### REQUIRED WORK
Check every line of the entries below for "cloud", and copy the lines that have it.

### MATERIAL TO PROCESS
* * *

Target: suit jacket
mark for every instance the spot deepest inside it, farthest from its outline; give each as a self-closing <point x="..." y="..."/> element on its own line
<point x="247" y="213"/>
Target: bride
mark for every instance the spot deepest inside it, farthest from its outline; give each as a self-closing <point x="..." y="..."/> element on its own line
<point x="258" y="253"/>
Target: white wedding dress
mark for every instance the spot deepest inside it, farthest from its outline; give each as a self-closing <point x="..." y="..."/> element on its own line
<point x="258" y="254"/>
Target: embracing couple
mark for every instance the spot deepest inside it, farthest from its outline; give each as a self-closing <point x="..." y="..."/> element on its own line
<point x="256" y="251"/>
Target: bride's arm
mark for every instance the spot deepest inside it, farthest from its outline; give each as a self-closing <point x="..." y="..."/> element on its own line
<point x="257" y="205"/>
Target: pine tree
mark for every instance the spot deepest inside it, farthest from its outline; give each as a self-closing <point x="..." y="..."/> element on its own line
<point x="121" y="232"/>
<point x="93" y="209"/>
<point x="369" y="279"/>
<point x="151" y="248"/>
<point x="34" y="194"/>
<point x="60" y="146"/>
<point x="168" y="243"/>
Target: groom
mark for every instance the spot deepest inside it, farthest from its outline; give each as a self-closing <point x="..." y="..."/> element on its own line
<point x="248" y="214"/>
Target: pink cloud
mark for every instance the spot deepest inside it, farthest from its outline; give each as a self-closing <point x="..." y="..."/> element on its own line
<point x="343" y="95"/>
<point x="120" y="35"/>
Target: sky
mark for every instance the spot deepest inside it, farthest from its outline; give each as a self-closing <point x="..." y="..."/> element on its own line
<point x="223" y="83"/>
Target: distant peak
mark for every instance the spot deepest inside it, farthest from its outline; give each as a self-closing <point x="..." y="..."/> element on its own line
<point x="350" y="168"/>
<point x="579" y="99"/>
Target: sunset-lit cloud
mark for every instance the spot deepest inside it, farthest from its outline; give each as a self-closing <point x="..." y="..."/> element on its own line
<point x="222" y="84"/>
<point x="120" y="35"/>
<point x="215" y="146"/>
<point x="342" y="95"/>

* * *

### RESPONSE TO THE EXERCISE
Target: pink cloud
Target: sunset-lit cloud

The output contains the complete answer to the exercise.